**Reading passage**
• • • • •
For years I lived and worked in Oxnard, and was included in Strawberry Festival outings and parties in honor of this giant fruit.
Much more recently, a newspaper story about migrant children working in the fields, drew a much different picture in my mind that will not, will never, go away. An adult working in the strawberry fields, wearing a white, space-man safety suit like workers who approach severe radiation. He is protecting himself from the chemicals used on the fruit. That suit doesn't come in child size.
medpage this week drew my attention to an article in the Atlantic: The dangerous toxins that threaten our brains. I hope I may quote some of this for educational purposes and to encourage you to read the Atlantic article.
For openers, Dr. David Bellinger, a professor of neurology at Harvard Medical School, has compared intelligence quotients among children whose mothers had been exposed to lead, mercury, and organophosphates while pregnant to those who had not. Bellinger calculates a total loss of 16.9 million IQ points due to exposure to organophosphates, the most common pesticides used in agriculture.
There are attention-getting pictures of dangerous toxins, including some we thought we'd got rid of some time ago.
Then a segue intro to another article some of us have heard about.
"Philippe Grandjean, Bellinger’s Harvard colleague, and Philip Landrigan, dean for global health at Mount Sinai School of Medicine in Manhattan, announced to some controversy in the pages of a prestigious medical journal that a “silent pandemic” of toxins has been damaging the brains of unborn children."
• • • • •
**Work order**
Carry on the piece about pesticide toxins and children's brains from its final sentence. The records have no connection to the text.

**The data**
• • • • •
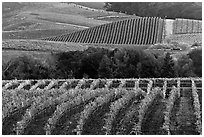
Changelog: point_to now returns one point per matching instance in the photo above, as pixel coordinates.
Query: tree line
(104, 63)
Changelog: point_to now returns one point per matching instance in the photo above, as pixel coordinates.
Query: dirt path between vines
(185, 118)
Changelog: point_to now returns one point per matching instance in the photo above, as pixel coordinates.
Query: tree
(168, 70)
(184, 67)
(25, 67)
(105, 69)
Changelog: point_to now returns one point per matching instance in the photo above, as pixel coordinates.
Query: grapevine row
(141, 31)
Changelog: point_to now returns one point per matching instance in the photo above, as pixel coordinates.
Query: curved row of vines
(127, 107)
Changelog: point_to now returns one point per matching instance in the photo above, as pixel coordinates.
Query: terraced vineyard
(140, 30)
(102, 106)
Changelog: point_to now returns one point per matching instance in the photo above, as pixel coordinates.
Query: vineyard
(102, 106)
(140, 30)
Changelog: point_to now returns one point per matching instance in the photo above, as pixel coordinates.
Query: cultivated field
(102, 106)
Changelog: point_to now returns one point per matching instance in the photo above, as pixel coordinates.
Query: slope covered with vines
(141, 30)
(102, 106)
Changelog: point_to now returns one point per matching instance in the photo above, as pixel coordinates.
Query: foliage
(196, 56)
(168, 70)
(25, 67)
(104, 63)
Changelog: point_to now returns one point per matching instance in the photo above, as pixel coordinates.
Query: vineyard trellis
(141, 31)
(187, 26)
(68, 105)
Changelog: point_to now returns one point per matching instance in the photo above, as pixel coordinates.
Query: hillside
(37, 18)
(172, 10)
(141, 31)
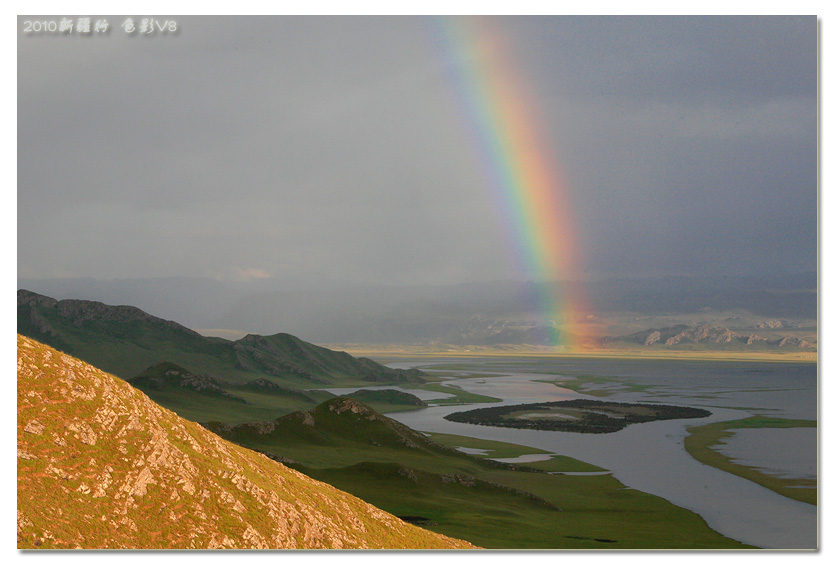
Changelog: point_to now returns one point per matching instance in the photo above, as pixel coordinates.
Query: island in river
(579, 415)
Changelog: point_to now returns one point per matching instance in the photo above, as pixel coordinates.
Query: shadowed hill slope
(125, 341)
(102, 466)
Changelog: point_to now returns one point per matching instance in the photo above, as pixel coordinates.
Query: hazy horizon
(334, 149)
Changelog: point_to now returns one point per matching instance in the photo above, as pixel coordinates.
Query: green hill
(100, 466)
(269, 373)
(353, 447)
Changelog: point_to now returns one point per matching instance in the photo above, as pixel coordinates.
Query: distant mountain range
(712, 336)
(99, 466)
(480, 313)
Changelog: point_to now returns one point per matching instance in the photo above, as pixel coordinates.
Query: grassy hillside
(268, 373)
(493, 505)
(101, 466)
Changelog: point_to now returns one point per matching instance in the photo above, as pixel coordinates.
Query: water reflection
(650, 456)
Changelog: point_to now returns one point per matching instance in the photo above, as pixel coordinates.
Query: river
(650, 457)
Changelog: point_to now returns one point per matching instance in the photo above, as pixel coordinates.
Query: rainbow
(508, 132)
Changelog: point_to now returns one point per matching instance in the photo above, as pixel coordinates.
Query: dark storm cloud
(330, 147)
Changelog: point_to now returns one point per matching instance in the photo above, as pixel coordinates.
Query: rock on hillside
(101, 466)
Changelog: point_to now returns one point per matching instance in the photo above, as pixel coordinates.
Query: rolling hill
(100, 466)
(269, 373)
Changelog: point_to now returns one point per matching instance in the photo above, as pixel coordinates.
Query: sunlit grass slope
(102, 466)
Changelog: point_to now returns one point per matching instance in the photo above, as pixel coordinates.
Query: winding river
(650, 457)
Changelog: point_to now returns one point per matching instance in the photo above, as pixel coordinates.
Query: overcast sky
(311, 148)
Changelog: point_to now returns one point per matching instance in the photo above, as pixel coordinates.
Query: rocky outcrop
(101, 466)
• • • • •
**Expected answer**
That article is where some of us who once lived and worked in design in California learned belatedly about the list of the big danger toxins, including flame retardants.
I don't want to scare your pregnant relatives into fits, but . . . those numbers about brain cells lost, endangered in the womb. . don't they make you want to call the White House? Yell at Congress? Shake some politician loose from his teeth?
A point is raised: how much exposure is too much? We've believed for too long that there are safe limits. As Charles Kettering once said "It ain’t what you don’t know that gets you into trouble. It's what you know that just ain't so."
For some babies, it's too late. The article insists: The brains you're born with are the brains you get.
A picture of a snowy white house in an old ad for lead house paint ads leads us to an urgent conclusion: We have no rules and no good tests for new chemicals that may cause undreamed of brain damage years down the road.
The "repair" bills in the legislature now do NOT provide those precautionary rules and tests for future chemicals.
This is where we either use our patient voices or look the other way.